*** Records for processing ***
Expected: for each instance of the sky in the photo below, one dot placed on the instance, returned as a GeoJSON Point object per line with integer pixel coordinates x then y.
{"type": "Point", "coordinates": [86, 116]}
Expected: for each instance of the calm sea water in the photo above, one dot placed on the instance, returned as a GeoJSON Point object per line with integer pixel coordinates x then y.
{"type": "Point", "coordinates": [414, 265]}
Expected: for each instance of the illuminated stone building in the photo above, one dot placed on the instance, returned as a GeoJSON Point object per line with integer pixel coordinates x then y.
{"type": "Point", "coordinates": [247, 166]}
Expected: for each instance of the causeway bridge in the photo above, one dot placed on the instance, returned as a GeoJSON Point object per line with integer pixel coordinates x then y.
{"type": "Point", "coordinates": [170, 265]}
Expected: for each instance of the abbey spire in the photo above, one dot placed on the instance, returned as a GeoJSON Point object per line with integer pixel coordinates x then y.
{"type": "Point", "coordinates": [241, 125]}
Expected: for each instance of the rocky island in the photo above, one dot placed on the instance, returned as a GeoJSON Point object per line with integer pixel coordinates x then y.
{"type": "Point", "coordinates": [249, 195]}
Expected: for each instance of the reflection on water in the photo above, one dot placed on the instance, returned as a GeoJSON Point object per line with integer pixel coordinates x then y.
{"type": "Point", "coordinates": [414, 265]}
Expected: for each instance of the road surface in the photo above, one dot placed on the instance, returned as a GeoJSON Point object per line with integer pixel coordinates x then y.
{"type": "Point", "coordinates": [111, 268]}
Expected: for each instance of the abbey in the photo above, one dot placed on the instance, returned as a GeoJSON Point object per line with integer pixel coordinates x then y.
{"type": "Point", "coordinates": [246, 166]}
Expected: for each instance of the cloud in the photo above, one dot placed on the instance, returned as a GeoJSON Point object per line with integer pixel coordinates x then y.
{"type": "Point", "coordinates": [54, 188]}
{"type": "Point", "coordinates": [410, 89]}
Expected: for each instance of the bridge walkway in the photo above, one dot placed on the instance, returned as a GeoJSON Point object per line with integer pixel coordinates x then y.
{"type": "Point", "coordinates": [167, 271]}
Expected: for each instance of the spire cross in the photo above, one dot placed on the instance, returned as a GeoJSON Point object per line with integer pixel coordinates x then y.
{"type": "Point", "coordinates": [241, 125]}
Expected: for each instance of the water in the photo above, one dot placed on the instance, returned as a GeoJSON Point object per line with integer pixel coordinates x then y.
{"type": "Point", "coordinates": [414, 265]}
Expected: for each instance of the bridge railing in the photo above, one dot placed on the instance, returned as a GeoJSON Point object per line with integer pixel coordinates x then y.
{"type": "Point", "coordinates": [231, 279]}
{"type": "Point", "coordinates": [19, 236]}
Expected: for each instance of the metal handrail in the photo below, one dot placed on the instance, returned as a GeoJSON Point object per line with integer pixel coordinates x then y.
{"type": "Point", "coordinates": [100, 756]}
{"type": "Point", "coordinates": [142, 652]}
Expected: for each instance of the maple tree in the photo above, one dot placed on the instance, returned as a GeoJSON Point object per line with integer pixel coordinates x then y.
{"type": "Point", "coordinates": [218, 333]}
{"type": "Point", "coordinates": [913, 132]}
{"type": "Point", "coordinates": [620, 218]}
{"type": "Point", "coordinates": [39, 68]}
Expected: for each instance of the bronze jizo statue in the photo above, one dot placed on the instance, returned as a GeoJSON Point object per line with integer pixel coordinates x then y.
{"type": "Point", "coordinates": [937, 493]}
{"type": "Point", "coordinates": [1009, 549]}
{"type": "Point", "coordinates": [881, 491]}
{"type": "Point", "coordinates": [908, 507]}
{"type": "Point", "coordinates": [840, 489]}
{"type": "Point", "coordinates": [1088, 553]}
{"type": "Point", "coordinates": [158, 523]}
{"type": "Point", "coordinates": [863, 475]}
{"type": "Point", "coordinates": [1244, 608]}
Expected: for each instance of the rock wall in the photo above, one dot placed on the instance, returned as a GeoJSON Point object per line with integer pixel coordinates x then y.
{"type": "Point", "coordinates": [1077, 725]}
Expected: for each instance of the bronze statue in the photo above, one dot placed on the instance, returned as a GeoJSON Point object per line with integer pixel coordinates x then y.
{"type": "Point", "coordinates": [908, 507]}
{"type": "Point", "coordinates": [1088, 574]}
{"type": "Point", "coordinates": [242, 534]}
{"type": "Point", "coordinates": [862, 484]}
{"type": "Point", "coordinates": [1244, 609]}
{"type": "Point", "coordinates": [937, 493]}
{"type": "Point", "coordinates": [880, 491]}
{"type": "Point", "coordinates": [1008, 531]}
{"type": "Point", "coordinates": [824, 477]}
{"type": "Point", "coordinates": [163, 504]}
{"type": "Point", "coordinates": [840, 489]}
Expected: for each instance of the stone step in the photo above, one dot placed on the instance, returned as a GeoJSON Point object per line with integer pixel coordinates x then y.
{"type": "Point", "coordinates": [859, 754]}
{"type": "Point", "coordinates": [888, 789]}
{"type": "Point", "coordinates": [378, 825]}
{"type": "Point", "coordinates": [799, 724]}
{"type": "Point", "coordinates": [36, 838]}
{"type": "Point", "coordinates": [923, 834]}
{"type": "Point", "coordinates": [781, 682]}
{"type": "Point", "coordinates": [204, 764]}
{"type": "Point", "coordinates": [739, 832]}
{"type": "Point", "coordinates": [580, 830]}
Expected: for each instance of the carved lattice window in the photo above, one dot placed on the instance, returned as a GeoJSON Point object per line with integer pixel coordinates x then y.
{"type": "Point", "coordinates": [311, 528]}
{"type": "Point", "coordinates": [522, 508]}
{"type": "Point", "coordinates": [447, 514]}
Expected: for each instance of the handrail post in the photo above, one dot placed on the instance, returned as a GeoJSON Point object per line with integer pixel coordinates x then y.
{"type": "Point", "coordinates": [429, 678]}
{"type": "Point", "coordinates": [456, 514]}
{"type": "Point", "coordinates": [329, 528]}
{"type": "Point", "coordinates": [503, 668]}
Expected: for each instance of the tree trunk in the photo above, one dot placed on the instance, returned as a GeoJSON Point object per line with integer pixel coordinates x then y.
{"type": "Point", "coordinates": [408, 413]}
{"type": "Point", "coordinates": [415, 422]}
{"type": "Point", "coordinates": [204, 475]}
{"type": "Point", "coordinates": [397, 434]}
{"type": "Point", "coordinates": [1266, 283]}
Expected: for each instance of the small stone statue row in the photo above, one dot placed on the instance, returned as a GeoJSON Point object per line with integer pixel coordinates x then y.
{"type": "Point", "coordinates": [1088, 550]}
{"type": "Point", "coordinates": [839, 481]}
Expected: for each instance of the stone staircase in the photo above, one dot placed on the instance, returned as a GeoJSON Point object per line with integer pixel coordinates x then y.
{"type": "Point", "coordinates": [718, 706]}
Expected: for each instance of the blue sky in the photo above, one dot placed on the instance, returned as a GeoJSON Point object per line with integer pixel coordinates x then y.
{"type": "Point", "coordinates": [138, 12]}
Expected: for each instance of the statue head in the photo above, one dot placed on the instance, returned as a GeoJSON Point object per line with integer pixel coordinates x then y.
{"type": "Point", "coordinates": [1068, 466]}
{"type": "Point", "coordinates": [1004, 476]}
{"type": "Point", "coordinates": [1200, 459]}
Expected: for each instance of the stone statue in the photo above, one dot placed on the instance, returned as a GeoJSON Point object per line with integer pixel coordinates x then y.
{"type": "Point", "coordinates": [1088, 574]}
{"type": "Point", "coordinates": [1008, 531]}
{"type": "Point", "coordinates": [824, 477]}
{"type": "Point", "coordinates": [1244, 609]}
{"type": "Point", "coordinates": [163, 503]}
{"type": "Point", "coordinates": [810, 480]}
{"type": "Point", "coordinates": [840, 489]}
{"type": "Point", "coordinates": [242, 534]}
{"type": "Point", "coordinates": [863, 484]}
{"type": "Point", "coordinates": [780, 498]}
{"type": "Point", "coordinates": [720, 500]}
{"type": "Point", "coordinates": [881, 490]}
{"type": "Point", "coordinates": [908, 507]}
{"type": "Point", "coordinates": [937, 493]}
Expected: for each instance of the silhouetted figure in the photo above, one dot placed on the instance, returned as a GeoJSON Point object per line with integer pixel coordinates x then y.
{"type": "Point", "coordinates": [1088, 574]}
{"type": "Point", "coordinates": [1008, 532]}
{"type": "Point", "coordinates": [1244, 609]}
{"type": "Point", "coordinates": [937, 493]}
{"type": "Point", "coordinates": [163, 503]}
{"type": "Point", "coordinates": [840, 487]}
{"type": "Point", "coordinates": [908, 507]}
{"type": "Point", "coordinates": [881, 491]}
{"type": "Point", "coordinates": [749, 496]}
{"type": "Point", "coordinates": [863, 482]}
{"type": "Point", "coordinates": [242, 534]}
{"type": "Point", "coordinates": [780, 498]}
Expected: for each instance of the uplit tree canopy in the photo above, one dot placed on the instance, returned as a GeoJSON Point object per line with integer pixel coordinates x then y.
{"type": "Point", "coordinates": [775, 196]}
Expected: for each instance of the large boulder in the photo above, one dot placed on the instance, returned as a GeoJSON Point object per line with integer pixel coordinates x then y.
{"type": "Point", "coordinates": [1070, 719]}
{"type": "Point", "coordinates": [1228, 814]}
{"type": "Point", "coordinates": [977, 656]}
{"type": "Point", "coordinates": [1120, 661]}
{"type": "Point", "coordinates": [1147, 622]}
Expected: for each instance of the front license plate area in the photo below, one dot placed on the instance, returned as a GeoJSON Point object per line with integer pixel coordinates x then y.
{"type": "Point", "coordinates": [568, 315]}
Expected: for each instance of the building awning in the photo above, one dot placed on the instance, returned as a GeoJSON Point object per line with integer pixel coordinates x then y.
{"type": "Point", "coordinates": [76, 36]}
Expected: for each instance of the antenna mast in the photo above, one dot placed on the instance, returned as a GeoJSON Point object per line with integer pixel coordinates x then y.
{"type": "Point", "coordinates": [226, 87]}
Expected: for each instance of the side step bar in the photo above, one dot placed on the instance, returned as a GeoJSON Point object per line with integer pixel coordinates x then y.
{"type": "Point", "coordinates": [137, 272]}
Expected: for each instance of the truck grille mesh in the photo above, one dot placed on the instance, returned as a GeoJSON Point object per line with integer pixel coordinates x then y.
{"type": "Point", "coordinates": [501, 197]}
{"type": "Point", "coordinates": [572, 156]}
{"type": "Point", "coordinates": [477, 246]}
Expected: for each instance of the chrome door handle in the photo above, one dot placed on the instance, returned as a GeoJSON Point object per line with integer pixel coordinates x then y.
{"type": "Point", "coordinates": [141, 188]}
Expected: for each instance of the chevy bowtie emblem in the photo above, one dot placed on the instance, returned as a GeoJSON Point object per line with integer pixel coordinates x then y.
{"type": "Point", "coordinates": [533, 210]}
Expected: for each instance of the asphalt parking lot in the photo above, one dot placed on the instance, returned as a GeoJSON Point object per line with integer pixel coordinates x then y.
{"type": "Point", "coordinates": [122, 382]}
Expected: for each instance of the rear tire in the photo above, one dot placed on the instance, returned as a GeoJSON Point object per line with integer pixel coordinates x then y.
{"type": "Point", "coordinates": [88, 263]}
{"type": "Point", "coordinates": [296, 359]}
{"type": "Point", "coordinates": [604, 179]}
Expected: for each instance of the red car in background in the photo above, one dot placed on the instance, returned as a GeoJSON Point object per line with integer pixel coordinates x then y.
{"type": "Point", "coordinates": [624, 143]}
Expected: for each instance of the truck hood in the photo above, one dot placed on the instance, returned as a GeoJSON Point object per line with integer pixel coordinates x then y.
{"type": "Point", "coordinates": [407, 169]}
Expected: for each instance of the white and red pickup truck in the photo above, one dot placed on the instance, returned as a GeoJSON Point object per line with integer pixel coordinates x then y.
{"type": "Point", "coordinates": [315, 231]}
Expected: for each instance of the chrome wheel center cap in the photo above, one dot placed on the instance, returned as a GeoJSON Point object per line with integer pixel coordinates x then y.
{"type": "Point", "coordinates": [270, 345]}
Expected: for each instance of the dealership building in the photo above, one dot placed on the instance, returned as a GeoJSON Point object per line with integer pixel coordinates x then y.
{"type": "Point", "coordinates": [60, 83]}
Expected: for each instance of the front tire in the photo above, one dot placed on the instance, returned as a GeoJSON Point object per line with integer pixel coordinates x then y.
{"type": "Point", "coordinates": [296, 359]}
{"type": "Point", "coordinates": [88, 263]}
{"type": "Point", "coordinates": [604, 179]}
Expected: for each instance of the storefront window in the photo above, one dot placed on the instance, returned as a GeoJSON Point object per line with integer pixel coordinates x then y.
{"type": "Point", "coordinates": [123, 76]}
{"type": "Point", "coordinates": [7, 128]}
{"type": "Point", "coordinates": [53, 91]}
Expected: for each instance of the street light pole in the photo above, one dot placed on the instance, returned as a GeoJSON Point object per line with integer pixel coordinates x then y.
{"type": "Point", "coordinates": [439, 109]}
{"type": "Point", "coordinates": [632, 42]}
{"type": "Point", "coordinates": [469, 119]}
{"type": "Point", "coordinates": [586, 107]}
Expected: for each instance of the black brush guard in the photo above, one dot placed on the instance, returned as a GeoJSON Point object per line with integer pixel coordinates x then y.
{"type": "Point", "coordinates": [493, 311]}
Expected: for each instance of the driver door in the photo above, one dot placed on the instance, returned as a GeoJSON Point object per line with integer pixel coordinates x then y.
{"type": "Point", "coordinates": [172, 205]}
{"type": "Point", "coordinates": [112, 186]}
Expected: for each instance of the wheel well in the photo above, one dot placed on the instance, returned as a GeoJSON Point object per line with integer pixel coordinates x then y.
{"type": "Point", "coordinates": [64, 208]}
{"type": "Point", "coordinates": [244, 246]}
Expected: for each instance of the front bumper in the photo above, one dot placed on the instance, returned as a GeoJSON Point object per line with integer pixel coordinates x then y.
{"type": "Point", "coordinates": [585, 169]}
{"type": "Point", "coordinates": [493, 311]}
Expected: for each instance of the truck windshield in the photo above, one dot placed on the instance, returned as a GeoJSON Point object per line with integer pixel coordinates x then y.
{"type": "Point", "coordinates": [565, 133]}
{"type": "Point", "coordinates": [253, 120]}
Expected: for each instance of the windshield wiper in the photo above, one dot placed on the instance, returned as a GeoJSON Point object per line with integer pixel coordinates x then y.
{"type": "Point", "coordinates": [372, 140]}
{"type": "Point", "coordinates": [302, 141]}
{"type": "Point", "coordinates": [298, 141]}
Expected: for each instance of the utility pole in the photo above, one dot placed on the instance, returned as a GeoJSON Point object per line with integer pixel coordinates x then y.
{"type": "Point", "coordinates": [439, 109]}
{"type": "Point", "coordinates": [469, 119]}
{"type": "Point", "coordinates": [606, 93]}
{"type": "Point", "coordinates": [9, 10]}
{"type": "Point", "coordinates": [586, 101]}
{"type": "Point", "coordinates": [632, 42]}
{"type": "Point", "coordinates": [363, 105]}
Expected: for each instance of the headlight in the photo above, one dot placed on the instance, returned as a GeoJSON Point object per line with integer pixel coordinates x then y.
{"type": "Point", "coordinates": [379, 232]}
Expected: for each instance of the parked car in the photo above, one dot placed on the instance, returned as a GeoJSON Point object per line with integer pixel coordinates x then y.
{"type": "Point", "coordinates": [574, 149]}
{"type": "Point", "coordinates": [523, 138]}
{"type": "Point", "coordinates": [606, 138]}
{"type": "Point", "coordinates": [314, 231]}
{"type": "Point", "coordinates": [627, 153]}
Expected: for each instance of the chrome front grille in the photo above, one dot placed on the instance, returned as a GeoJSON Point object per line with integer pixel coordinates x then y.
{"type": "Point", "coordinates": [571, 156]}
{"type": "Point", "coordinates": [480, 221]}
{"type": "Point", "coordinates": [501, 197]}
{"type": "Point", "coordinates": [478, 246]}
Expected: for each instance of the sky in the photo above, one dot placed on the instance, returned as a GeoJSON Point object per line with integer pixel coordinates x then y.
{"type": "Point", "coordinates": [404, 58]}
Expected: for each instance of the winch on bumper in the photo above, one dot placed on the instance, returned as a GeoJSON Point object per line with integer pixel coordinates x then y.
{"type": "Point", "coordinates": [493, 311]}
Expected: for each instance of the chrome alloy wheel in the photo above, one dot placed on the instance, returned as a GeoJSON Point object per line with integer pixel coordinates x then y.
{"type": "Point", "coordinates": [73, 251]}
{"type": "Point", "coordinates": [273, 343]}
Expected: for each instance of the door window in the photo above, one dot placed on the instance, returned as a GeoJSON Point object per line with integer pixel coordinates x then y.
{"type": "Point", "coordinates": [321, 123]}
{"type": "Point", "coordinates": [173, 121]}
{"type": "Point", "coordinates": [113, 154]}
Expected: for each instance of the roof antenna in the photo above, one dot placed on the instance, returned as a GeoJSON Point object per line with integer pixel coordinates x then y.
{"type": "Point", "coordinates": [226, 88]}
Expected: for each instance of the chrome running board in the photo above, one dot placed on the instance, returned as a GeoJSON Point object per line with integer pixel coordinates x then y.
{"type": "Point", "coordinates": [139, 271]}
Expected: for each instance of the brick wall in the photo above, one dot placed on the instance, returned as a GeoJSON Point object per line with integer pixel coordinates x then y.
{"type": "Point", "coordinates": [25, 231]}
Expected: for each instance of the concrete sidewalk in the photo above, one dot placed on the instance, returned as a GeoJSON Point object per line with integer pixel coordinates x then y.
*** End of Records for processing ***
■ **What needs to be done**
All that should be returned is the run of lines from the one with "Expected: for each instance of the brick" to the last line of the material above, copied exactly.

■ **Answer space**
Expected: for each instance of the brick wall in the photo above, one dot placed on the instance, returned as a GeoJSON Point object per line with integer pixel coordinates x then y.
{"type": "Point", "coordinates": [25, 231]}
Expected: for each instance of the concrete sidewalk in the photo above, one dot placed on the instance, returned as a GeoJSON Point object per line with integer pixel coordinates x then y.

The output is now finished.